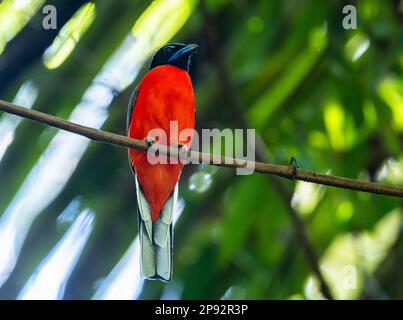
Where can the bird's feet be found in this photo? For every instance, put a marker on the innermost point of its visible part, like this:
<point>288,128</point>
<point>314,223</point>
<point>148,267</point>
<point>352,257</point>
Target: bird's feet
<point>150,141</point>
<point>294,166</point>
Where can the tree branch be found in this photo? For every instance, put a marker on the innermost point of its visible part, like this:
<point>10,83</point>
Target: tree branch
<point>288,172</point>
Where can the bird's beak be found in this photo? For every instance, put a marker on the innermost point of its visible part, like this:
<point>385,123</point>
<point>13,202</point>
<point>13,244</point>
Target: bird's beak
<point>188,50</point>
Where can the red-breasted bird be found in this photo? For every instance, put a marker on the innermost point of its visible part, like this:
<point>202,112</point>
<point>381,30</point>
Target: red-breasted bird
<point>164,94</point>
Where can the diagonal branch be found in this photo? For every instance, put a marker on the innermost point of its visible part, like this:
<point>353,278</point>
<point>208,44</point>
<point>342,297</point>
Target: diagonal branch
<point>288,172</point>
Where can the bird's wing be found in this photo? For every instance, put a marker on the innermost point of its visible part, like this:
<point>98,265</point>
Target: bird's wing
<point>130,108</point>
<point>148,266</point>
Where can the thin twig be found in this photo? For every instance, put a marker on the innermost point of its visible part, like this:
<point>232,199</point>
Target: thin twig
<point>200,157</point>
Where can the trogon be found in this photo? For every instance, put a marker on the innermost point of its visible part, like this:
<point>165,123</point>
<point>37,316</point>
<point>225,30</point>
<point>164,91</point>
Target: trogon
<point>165,94</point>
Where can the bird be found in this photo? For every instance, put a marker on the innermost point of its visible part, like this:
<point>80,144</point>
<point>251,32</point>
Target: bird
<point>163,95</point>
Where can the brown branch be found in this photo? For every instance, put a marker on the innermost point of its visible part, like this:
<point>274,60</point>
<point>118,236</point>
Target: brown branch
<point>288,172</point>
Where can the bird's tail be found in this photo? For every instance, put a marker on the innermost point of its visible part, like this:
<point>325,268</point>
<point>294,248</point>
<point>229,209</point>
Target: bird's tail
<point>156,238</point>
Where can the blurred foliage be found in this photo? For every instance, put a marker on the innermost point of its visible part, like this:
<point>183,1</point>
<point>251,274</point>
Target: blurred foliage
<point>331,97</point>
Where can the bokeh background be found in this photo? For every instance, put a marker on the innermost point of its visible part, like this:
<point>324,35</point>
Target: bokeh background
<point>331,97</point>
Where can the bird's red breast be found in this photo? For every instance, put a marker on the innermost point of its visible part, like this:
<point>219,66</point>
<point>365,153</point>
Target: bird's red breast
<point>165,94</point>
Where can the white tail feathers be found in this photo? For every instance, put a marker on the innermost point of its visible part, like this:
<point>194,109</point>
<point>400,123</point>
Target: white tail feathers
<point>156,239</point>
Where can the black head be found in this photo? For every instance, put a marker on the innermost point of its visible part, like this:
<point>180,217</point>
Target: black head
<point>176,54</point>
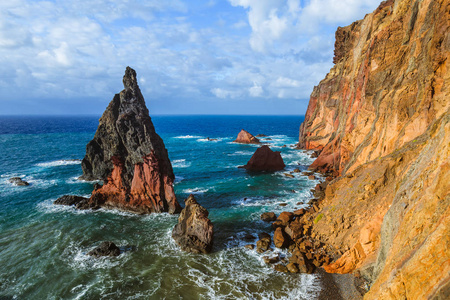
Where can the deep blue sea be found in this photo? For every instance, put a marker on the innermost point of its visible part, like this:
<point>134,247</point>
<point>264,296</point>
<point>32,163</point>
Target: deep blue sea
<point>43,247</point>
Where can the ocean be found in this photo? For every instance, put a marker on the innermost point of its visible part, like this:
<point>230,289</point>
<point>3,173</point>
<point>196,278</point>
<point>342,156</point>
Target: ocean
<point>43,246</point>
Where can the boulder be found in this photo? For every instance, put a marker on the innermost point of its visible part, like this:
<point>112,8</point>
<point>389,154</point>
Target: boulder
<point>285,217</point>
<point>268,217</point>
<point>271,260</point>
<point>194,231</point>
<point>281,268</point>
<point>280,238</point>
<point>264,242</point>
<point>105,249</point>
<point>18,181</point>
<point>244,137</point>
<point>264,159</point>
<point>129,157</point>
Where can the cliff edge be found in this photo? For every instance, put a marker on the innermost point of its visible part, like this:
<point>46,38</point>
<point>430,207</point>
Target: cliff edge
<point>130,158</point>
<point>381,121</point>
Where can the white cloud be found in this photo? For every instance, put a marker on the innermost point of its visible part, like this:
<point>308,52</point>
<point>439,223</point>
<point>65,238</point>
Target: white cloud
<point>223,93</point>
<point>77,49</point>
<point>256,90</point>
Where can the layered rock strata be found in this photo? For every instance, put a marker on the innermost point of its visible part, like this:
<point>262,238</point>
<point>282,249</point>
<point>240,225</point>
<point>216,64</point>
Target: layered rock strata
<point>381,121</point>
<point>244,137</point>
<point>194,231</point>
<point>264,159</point>
<point>130,158</point>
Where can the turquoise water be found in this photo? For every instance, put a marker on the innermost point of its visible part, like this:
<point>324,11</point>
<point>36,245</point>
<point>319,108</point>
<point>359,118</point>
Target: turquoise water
<point>43,247</point>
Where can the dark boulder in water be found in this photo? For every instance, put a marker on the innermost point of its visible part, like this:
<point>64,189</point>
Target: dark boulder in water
<point>130,158</point>
<point>244,137</point>
<point>194,231</point>
<point>18,181</point>
<point>268,217</point>
<point>105,249</point>
<point>264,159</point>
<point>71,200</point>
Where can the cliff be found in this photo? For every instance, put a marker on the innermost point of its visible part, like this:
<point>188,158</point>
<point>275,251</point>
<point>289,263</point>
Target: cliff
<point>381,121</point>
<point>130,158</point>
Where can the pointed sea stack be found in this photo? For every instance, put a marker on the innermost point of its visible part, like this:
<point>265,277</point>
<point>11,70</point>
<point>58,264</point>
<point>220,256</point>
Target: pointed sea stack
<point>130,158</point>
<point>264,159</point>
<point>244,137</point>
<point>194,231</point>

=====

Convert all of the data above into a JSON list of strings, with one string per line and blank lines omitted. Exclude the pictures.

## Response for this exercise
[
  "Where can the bird's feet be found in this photo? For every instance, put a marker on the innermost point of its visible part, like this:",
  "<point>288,128</point>",
  "<point>314,223</point>",
  "<point>148,267</point>",
  "<point>352,257</point>",
  "Target: bird's feet",
  "<point>150,141</point>",
  "<point>294,166</point>",
  "Where can the tree branch be found in this photo? For every instance, put a marker on the innermost point of its visible part, like this:",
  "<point>10,83</point>",
  "Target: tree branch",
  "<point>288,172</point>",
  "Where can the bird's beak be found in this photo? For every instance, put a marker on the innermost point of its visible part, like this:",
  "<point>385,123</point>",
  "<point>13,202</point>",
  "<point>13,244</point>",
  "Target: bird's beak",
  "<point>188,50</point>",
  "Where can the red-breasted bird be found in this photo? For every instance, put a marker on the innermost point of its visible part, like this:",
  "<point>202,112</point>",
  "<point>381,30</point>",
  "Target: red-breasted bird",
  "<point>164,94</point>",
  "Where can the diagonal branch be found in this photo? For every instance, put a marker on the innermost point of its visible part, like this:",
  "<point>353,278</point>",
  "<point>208,44</point>",
  "<point>342,297</point>",
  "Target: diagonal branch",
  "<point>288,172</point>",
  "Where can the bird's wing be found in this photo? For every instance, put a marker on the innermost point of its visible part, like this:",
  "<point>98,265</point>",
  "Target: bird's wing",
  "<point>130,108</point>",
  "<point>148,266</point>",
  "Where can the thin twig be found in this photo? For every instance, put a marker on the innermost point of its visible part, like this:",
  "<point>232,199</point>",
  "Target: thin twig",
  "<point>200,157</point>",
  "Where can the trogon be found in this photo? For every instance, put a marker on the innermost point of its visible part, like this:",
  "<point>165,123</point>",
  "<point>37,316</point>",
  "<point>225,30</point>",
  "<point>164,91</point>",
  "Target: trogon",
  "<point>165,94</point>",
  "Where can the bird be found in this photo? For every instance, put a marker on the innermost point of its visible part, like this:",
  "<point>80,144</point>",
  "<point>251,32</point>",
  "Target: bird",
  "<point>163,95</point>",
  "Where can the brown branch be found in this photo? For every instance, put a marker on the innermost point of its visible part, like this:",
  "<point>274,60</point>",
  "<point>118,236</point>",
  "Target: brown branch",
  "<point>288,172</point>",
  "Where can the bird's tail be found in this photo? For every instance, put a marker on the innermost point of its visible part, like this:",
  "<point>325,268</point>",
  "<point>294,248</point>",
  "<point>229,209</point>",
  "Target: bird's tail",
  "<point>156,238</point>",
  "Where can the blurred foliage be found in this photo? For every instance, put a marker on the innermost point of its visible part, like this:",
  "<point>183,1</point>",
  "<point>251,274</point>",
  "Target: blurred foliage",
  "<point>331,97</point>",
  "Where can the bokeh background be found in this photo? For every instance, put a marker on the innermost point of its visible part, like this:",
  "<point>324,35</point>",
  "Target: bokeh background",
  "<point>331,97</point>",
  "Where can the bird's red breast be found in this photo? For every instance, put a marker on the innermost point of its visible part, like this:",
  "<point>219,66</point>",
  "<point>365,153</point>",
  "Target: bird's red breast",
  "<point>165,94</point>",
  "Where can the white tail feathers be found in this photo? For every instance, put a marker on the innermost point of its visible part, like this:",
  "<point>194,109</point>",
  "<point>400,123</point>",
  "Target: white tail feathers",
  "<point>156,239</point>",
  "Where can the black head be found in this photo? For every instance, put a marker on the innermost point of its visible part, like this:",
  "<point>180,217</point>",
  "Target: black head",
  "<point>176,54</point>",
  "Where can the deep blue sea be found in this photo? For every instance, put a marker on the innermost point of its visible part, like this:",
  "<point>134,247</point>",
  "<point>264,296</point>",
  "<point>32,163</point>",
  "Target: deep blue sea",
  "<point>43,247</point>",
  "Where can the ocean be found in this photo? For every instance, put a marker on the innermost point of its visible part, like this:",
  "<point>230,289</point>",
  "<point>3,173</point>",
  "<point>196,278</point>",
  "<point>342,156</point>",
  "Target: ocean",
  "<point>43,246</point>",
  "Where can the boulder be found in this photo? For every instance, put a marker on the innermost point of its visible part, like this:",
  "<point>112,8</point>",
  "<point>389,154</point>",
  "Target: boulder",
  "<point>285,217</point>",
  "<point>268,217</point>",
  "<point>271,260</point>",
  "<point>194,231</point>",
  "<point>281,268</point>",
  "<point>280,238</point>",
  "<point>264,242</point>",
  "<point>105,249</point>",
  "<point>18,181</point>",
  "<point>244,137</point>",
  "<point>264,159</point>",
  "<point>129,157</point>",
  "Where can the cliff edge be found in this photo? For every instance, put a marker on the innermost point of its visible part, like this:",
  "<point>46,38</point>",
  "<point>430,207</point>",
  "Target: cliff edge",
  "<point>130,158</point>",
  "<point>381,121</point>",
  "Where can the white cloud be found in this photo? For every instance, put a marker on the innermost point of its visible part, like this:",
  "<point>308,52</point>",
  "<point>439,223</point>",
  "<point>65,238</point>",
  "Target: white cloud",
  "<point>223,93</point>",
  "<point>77,49</point>",
  "<point>256,90</point>",
  "Where can the layered rock strata be found in this photo? For every instance, put a marker on the innermost point of its visible part, like this:",
  "<point>262,238</point>",
  "<point>282,249</point>",
  "<point>240,225</point>",
  "<point>216,64</point>",
  "Target: layered rock strata",
  "<point>381,121</point>",
  "<point>244,137</point>",
  "<point>194,231</point>",
  "<point>264,159</point>",
  "<point>130,158</point>",
  "Where can the turquoise water be found in this photo? For every instance, put a marker on the innermost point of its visible part, like this:",
  "<point>324,11</point>",
  "<point>36,245</point>",
  "<point>319,108</point>",
  "<point>359,118</point>",
  "Target: turquoise water",
  "<point>43,247</point>",
  "Where can the dark boulder in water be found in this photo? For every instance, put a marker on the innermost point of its visible part, like this:",
  "<point>64,189</point>",
  "Target: dark boulder in water",
  "<point>130,158</point>",
  "<point>244,137</point>",
  "<point>194,231</point>",
  "<point>18,181</point>",
  "<point>268,217</point>",
  "<point>105,249</point>",
  "<point>264,159</point>",
  "<point>71,200</point>",
  "Where can the cliff be found in this photo? For every instance, put a marker on the innermost point of its visible part, like this:",
  "<point>188,158</point>",
  "<point>275,251</point>",
  "<point>289,263</point>",
  "Target: cliff",
  "<point>381,121</point>",
  "<point>130,158</point>",
  "Where can the pointed sea stack be found in this photo? For every instance, put a marker on the innermost point of its visible part, like this:",
  "<point>265,277</point>",
  "<point>11,70</point>",
  "<point>58,264</point>",
  "<point>220,256</point>",
  "Target: pointed sea stack",
  "<point>130,158</point>",
  "<point>264,159</point>",
  "<point>244,137</point>",
  "<point>194,231</point>"
]